--- START OF Article ---

Australia’s high rank in the OECD index—based on data from the United Nations, individual governments and other sources—is largely due to its economy. The nation mostly sidestepped the economic woes afflicting much of the developed world after the financial crisis and has expanded for 21 years straight without a recession. Unemployment stood at 5.5 per cent in April from 5.6 per cent in March, compared with 12.1 per cent in the euro zone.

“There is no one under the age of 40 now who has experienced a recession as an adult member of the workforce,” said Saul Eslake, an economist at Bank of America-Merrill Lynch in Sydney.

Australians also share a stronger sense of community than the OECD average. According to the the report, 94 per cent of people “believe they know someone they could rely on in a time a need, higher than the OECD average of 90 per cent.

Australians are also more satisfied with their lives than the OECD average, with 84 per cent of people saying they have more positive experiences in an average day (feelings of rest, pride in accomplishment, enjoyment, etc) than negative ones (pain, worry, sadness, boredom, etc). This figure is higher than the OECD average of 80 per cent.

Australia the Happiest Nation

While the OECD survey found that Australians rank their life-satisfaction at 7.2 out of 10, higher than the average of 6.6, the reading is below levels recorded in Mexico, Norway and neighbouring New Zealand.

Australia also ranks poorly in terms of work-life balance with more than 14 per cent of employees working very long hours, well above the OECD average of 9 per cent. And, somewhat surprisingly for a country famed for its beaches and barbecues, Aussies spend slightly less time on leisure activities and personal care—eating and sleeping—than their overseas peers.

The average household net wealth is estimated at $US32,178 ($33,402), well below the OECD average of $US40,516. The study finds a significant disparity in living standards, with the top 20 per cent of Australia’s population living off an estimated $US58,409 per year compared with $US10,323 for the bottom 20 per cent.

--- END OF Article ---

:: Given problem A ::
Return every line in the rows below that contains the string "points". Case counts.

--- START OF Dataset excerpts ---

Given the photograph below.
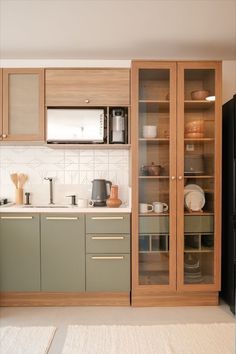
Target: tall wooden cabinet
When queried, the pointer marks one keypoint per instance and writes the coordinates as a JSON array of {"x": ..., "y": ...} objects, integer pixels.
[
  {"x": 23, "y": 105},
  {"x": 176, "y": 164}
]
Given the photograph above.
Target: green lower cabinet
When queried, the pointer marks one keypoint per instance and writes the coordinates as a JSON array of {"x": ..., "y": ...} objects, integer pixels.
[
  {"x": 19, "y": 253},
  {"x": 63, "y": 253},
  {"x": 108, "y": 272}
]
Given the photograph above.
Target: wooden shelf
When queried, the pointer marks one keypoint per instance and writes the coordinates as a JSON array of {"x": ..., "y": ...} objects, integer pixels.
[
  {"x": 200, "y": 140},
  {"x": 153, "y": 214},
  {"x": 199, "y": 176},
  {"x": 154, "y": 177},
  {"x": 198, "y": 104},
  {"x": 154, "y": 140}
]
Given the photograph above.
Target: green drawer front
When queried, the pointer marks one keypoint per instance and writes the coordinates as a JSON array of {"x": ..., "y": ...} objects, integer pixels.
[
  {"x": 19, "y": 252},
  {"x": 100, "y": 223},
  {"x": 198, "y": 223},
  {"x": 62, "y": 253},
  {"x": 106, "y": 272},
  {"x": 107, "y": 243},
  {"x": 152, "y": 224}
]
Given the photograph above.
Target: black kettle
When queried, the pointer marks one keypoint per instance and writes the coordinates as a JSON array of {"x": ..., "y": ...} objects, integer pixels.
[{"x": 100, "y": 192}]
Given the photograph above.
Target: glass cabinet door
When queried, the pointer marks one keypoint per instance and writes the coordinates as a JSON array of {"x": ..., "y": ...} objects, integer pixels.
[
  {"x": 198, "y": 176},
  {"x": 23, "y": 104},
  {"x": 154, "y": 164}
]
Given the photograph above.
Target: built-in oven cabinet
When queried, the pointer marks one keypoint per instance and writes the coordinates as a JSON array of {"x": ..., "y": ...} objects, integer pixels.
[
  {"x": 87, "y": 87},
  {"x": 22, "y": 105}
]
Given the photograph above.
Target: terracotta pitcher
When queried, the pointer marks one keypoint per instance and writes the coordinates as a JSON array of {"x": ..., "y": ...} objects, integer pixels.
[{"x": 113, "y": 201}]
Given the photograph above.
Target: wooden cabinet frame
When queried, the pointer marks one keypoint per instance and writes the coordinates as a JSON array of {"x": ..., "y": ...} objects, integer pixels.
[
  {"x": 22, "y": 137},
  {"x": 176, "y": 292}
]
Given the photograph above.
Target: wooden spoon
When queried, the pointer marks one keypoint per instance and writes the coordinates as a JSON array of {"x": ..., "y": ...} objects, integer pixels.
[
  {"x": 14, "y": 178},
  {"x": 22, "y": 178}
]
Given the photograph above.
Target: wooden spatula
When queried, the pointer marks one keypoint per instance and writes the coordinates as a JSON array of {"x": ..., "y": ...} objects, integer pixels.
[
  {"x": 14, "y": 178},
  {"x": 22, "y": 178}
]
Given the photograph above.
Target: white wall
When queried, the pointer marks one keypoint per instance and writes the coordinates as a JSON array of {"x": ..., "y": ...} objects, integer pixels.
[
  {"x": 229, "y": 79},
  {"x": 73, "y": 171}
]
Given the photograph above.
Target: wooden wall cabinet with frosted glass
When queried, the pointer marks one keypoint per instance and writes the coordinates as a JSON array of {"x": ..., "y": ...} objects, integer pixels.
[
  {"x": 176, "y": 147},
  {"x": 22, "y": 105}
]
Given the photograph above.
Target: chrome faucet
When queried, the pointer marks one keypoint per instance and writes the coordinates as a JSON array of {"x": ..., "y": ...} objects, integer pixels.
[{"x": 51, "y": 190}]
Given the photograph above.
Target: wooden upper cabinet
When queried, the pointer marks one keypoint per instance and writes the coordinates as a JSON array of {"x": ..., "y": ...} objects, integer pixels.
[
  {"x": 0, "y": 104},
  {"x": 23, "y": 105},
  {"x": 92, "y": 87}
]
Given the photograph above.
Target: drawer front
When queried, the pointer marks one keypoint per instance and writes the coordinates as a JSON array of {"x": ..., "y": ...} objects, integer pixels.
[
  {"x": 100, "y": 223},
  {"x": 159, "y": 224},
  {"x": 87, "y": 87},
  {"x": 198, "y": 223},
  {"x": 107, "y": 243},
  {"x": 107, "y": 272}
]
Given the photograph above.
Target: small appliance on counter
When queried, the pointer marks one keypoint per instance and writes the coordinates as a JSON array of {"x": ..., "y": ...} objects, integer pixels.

--- END OF Dataset excerpts ---
--- START OF Dataset excerpts ---

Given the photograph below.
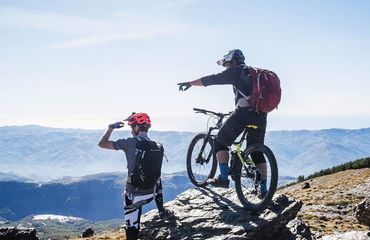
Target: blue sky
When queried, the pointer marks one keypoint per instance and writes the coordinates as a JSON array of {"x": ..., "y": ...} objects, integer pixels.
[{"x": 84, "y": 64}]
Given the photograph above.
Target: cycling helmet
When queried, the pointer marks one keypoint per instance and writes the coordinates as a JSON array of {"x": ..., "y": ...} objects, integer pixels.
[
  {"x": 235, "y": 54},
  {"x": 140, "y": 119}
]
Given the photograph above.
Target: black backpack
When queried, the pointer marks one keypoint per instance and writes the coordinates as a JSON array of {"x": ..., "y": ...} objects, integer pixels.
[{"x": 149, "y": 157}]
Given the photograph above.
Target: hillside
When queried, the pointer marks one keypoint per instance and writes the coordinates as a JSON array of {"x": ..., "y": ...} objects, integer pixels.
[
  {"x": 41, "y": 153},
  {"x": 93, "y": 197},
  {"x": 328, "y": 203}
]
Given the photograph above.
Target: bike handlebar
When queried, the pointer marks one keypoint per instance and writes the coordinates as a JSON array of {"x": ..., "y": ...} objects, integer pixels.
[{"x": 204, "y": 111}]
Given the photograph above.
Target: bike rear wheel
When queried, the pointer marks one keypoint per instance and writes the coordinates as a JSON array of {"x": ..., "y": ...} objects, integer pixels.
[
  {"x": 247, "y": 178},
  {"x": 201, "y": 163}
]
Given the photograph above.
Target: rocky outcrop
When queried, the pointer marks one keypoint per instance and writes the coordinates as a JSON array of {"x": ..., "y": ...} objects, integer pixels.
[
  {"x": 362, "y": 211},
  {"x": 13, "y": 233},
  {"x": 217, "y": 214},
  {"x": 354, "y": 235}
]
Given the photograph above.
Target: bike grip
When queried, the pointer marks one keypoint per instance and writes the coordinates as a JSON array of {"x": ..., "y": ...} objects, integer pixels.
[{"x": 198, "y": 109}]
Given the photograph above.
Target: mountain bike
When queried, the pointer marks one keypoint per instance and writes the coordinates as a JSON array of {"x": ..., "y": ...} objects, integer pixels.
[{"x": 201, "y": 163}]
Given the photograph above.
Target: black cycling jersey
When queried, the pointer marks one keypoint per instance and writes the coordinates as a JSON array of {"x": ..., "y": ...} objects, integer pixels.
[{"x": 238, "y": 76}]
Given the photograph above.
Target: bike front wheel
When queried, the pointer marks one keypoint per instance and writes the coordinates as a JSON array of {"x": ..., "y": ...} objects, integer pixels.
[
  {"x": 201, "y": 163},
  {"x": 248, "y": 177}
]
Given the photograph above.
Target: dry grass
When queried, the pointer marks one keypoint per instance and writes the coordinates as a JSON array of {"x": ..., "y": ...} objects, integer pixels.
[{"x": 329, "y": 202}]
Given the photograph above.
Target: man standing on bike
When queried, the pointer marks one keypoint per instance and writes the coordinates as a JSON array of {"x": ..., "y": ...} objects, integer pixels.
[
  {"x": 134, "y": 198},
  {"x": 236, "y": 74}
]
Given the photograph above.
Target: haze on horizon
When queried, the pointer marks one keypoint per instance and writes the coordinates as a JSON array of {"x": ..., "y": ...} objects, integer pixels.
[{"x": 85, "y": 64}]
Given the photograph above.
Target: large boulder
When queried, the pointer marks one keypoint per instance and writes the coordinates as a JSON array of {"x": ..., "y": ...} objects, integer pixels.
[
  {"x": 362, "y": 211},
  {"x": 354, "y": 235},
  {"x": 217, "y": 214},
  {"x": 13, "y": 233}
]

--- END OF Dataset excerpts ---
--- START OF Dataset excerpts ---

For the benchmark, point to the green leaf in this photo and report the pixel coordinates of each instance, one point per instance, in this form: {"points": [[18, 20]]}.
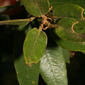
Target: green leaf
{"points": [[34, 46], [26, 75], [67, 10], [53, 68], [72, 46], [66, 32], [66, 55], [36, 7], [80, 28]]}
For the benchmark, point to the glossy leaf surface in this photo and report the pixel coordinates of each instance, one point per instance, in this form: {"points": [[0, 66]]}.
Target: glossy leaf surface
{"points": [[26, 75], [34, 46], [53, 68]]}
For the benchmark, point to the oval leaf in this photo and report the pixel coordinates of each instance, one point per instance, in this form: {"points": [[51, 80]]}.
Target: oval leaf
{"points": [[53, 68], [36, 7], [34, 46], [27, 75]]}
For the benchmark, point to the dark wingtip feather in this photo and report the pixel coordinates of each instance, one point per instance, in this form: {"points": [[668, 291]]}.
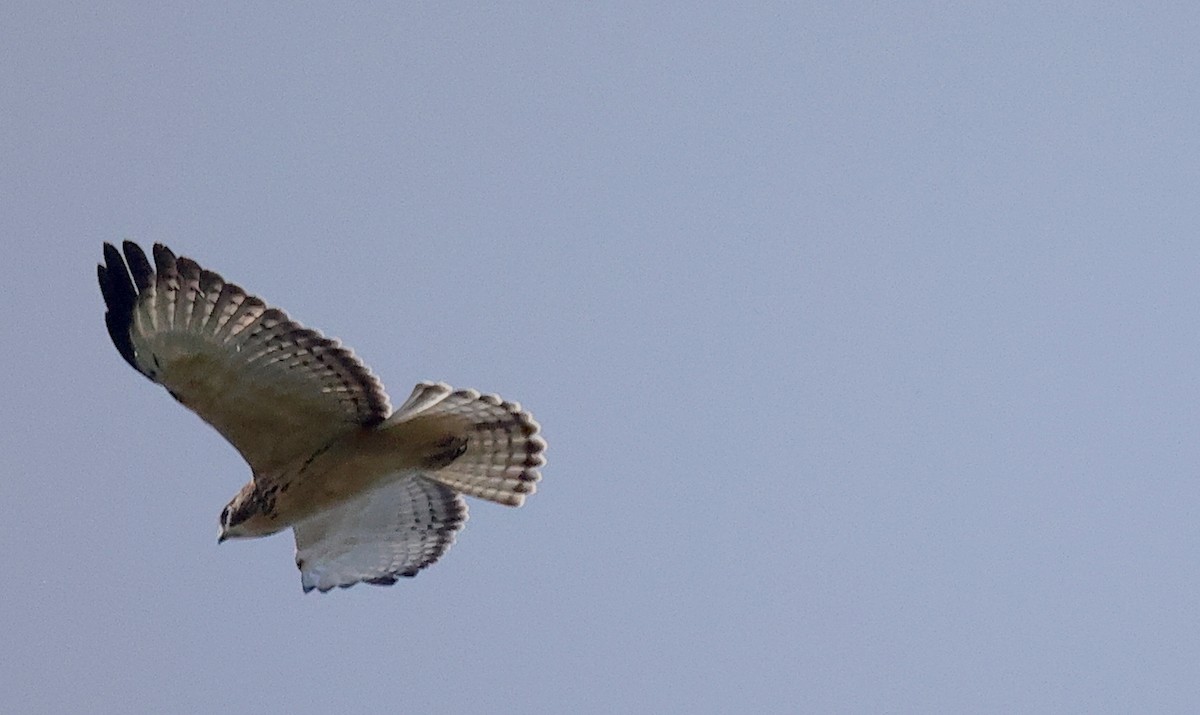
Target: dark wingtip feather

--- END OF Dataset excerpts ---

:: Given problem B ::
Set down the passage of the article on Australia's OECD ranking from "Australia’s high rank" up to and including "90 per cent.", word for word.

:: Exercise response A ::
For the benchmark, point to the green leaf in this photo and report the pixel coordinates of each instance, one point per instance, in this form: {"points": [[18, 20]]}.
{"points": [[34, 46], [26, 75], [67, 10], [53, 68], [72, 46], [66, 32], [66, 55], [36, 7], [80, 28]]}
For the benchmark, point to the glossy leaf surface in this photo and report the pixel coordinates of each instance, one point per instance, in this form: {"points": [[0, 66]]}.
{"points": [[26, 75], [34, 46], [53, 68]]}
For the benchmark, point to the oval leaf in this photo and report the pixel coordinates of each instance, one point per instance, in this form: {"points": [[51, 80]]}.
{"points": [[53, 68], [36, 7], [34, 46], [27, 75]]}
For the benchmark, point to the dark wingtip feather in this photo and report the pixel coordinates of each instance, one point per instance, in this form: {"points": [[668, 291]]}.

:: Exercise response B ::
Australia’s high rank in the OECD index—based on data from the United Nations, individual governments and other sources—is largely due to its economy. The nation mostly sidestepped the economic woes afflicting much of the developed world after the financial crisis and has expanded for 21 years straight without a recession. Unemployment stood at 5.5 per cent in April from 5.6 per cent in March, compared with 12.1 per cent in the euro zone.

“There is no one under the age of 40 now who has experienced a recession as an adult member of the workforce,” said Saul Eslake, an economist at Bank of America-Merrill Lynch in Sydney.

Australians also share a stronger sense of community than the OECD average. According to the the report, 94 per cent of people “believe they know someone they could rely on in a time a need, higher than the OECD average of 90 per cent.